Task goal
Starting at the line with "For every instance of the person wearing black" in it, reproduce each line below through the last one, exactly, and include nothing else.

Record extracts
------------------------------------------------------------------------
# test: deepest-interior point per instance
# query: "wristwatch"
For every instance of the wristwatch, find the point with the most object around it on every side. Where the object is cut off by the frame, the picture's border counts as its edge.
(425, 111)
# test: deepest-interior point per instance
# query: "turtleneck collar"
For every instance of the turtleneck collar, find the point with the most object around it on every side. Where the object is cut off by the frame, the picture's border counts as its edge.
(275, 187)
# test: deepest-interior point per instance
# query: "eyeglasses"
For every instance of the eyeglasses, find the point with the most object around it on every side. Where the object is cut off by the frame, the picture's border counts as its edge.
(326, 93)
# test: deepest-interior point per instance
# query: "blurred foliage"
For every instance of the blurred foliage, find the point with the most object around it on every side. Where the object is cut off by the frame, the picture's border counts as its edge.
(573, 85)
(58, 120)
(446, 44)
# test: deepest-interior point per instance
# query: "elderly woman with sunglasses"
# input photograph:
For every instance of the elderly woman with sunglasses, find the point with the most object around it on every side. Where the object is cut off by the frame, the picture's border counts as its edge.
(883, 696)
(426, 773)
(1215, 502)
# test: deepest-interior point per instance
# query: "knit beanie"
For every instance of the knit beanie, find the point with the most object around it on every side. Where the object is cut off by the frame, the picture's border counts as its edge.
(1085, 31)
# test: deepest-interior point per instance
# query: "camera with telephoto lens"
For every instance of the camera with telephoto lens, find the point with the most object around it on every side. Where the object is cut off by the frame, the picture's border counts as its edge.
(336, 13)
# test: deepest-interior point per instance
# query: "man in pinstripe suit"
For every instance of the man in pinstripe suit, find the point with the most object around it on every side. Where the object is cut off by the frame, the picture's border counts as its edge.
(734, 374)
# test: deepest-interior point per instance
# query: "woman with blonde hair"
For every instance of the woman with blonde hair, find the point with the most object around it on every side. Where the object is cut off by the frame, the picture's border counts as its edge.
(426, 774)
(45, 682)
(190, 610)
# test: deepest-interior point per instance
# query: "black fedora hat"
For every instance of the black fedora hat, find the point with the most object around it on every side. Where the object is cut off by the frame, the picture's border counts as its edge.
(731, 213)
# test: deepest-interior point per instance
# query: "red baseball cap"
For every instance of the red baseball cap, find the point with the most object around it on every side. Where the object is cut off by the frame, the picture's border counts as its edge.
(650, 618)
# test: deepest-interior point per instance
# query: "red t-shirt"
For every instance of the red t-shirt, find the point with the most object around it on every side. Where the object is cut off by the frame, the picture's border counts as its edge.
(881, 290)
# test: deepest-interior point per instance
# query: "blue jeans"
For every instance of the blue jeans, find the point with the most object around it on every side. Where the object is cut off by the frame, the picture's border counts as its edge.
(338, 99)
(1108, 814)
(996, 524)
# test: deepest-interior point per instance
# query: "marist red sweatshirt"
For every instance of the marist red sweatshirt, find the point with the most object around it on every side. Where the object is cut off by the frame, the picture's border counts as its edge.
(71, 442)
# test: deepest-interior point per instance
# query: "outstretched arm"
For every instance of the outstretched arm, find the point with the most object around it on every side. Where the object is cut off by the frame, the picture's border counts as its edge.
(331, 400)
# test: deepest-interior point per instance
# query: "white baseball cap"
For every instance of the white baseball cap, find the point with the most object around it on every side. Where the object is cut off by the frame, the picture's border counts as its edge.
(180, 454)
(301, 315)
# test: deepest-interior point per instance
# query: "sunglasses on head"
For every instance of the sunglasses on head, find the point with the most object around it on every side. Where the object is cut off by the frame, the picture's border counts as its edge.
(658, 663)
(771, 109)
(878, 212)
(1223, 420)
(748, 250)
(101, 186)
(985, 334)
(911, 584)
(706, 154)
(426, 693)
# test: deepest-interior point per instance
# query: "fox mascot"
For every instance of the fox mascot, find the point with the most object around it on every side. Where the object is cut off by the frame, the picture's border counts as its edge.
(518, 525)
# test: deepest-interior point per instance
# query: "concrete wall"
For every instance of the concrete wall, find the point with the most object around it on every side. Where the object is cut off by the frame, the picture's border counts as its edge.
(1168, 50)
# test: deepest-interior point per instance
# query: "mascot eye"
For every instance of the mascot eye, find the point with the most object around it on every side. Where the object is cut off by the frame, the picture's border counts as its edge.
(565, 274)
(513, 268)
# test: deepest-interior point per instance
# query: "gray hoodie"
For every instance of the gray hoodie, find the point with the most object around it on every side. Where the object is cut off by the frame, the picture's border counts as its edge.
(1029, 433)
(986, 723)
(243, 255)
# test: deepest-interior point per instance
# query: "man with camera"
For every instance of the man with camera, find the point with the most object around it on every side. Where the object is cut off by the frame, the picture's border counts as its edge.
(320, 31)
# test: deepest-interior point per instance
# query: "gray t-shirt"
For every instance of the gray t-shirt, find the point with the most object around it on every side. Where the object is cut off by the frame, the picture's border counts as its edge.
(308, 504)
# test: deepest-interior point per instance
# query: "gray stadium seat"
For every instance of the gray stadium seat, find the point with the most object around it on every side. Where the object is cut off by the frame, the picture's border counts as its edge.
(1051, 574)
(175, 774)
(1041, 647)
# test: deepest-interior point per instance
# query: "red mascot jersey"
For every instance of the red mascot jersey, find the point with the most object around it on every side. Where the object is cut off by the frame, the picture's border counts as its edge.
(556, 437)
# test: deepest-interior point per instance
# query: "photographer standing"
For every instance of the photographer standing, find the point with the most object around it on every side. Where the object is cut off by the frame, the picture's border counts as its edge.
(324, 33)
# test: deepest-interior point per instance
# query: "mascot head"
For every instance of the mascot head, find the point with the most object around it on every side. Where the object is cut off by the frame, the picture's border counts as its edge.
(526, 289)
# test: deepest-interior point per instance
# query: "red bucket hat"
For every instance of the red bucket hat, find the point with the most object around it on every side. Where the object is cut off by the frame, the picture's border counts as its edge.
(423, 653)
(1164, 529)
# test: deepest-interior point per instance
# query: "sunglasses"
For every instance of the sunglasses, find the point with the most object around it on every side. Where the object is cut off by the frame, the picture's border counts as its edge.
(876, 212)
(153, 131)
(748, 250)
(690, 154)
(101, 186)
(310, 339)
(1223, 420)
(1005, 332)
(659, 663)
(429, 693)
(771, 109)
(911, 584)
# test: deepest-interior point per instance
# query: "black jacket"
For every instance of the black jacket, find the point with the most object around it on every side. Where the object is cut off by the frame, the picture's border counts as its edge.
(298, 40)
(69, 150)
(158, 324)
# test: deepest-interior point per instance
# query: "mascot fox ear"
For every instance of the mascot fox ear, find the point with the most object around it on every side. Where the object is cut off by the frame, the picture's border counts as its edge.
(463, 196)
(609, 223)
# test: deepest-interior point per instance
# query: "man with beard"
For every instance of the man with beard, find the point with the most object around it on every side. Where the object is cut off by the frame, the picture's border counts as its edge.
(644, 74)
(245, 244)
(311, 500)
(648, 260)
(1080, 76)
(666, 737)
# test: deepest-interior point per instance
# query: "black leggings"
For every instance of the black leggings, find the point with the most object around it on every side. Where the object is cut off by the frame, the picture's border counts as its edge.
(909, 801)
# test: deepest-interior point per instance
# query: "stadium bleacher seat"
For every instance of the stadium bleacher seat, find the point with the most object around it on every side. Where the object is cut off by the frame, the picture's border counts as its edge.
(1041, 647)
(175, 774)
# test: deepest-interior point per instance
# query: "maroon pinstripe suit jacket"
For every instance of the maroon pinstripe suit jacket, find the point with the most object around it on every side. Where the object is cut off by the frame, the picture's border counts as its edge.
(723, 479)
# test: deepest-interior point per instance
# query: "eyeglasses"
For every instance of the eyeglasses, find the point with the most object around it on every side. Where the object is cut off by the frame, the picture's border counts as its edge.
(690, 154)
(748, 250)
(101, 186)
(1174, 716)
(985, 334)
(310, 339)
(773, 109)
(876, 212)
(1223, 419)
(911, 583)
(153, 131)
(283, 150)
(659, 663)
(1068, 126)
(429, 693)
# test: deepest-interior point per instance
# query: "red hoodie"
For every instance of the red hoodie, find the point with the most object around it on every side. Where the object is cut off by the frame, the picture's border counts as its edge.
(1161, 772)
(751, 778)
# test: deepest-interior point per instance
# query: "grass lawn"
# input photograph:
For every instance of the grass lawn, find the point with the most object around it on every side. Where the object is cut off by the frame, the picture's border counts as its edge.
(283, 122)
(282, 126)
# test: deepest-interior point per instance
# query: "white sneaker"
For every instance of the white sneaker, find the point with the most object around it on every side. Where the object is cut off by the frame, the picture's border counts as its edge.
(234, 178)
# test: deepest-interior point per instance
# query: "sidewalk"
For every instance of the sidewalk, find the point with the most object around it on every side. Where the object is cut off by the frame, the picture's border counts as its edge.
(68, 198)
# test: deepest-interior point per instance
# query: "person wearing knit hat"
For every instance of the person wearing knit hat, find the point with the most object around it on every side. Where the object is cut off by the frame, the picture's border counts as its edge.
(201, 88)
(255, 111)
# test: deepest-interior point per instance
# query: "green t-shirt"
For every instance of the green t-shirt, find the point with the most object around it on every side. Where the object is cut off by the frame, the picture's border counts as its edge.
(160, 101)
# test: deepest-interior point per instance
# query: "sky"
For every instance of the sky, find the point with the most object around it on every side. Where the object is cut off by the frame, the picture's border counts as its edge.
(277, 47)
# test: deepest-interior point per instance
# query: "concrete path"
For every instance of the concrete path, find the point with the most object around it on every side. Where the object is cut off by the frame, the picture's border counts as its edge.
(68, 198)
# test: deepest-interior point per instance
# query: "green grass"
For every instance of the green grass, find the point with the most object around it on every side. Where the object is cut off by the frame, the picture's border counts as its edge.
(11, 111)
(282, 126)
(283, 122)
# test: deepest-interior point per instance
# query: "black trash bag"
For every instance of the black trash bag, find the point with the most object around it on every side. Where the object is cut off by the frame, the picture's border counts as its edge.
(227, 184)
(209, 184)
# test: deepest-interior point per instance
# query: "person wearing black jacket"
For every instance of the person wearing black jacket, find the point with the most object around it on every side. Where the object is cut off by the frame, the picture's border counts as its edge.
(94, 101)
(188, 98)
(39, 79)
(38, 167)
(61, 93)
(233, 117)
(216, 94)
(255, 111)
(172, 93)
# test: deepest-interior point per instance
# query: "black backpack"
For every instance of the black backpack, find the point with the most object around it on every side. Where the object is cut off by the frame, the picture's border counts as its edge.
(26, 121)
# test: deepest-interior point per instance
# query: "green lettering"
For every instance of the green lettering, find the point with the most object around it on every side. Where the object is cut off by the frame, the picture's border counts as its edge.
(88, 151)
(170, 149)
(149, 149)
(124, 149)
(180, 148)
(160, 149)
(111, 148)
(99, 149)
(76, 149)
------------------------------------------------------------------------
Reply
For every instance of the person wearing black jacket, find the point with the most object around it on every side. Where the object is cut off by the frame, the picture's border counts as its edge.
(94, 101)
(188, 98)
(39, 79)
(38, 167)
(61, 93)
(233, 117)
(216, 94)
(255, 111)
(172, 93)
# test: deepest-interior point per instance
# query: "black backpack"
For every instance of the black backpack, find the point with the most object around it on every side. Where the object is cut off by the frame, the picture's border counts as its edge.
(26, 121)
# test: deepest-interior point per instance
# query: "green lettering"
For every instance of the green lettering, find the point with the most object around it on every side. Where the object is cut off by the frame, the picture's border counts as its edge.
(88, 151)
(170, 149)
(149, 149)
(124, 149)
(180, 148)
(160, 149)
(111, 148)
(99, 149)
(76, 149)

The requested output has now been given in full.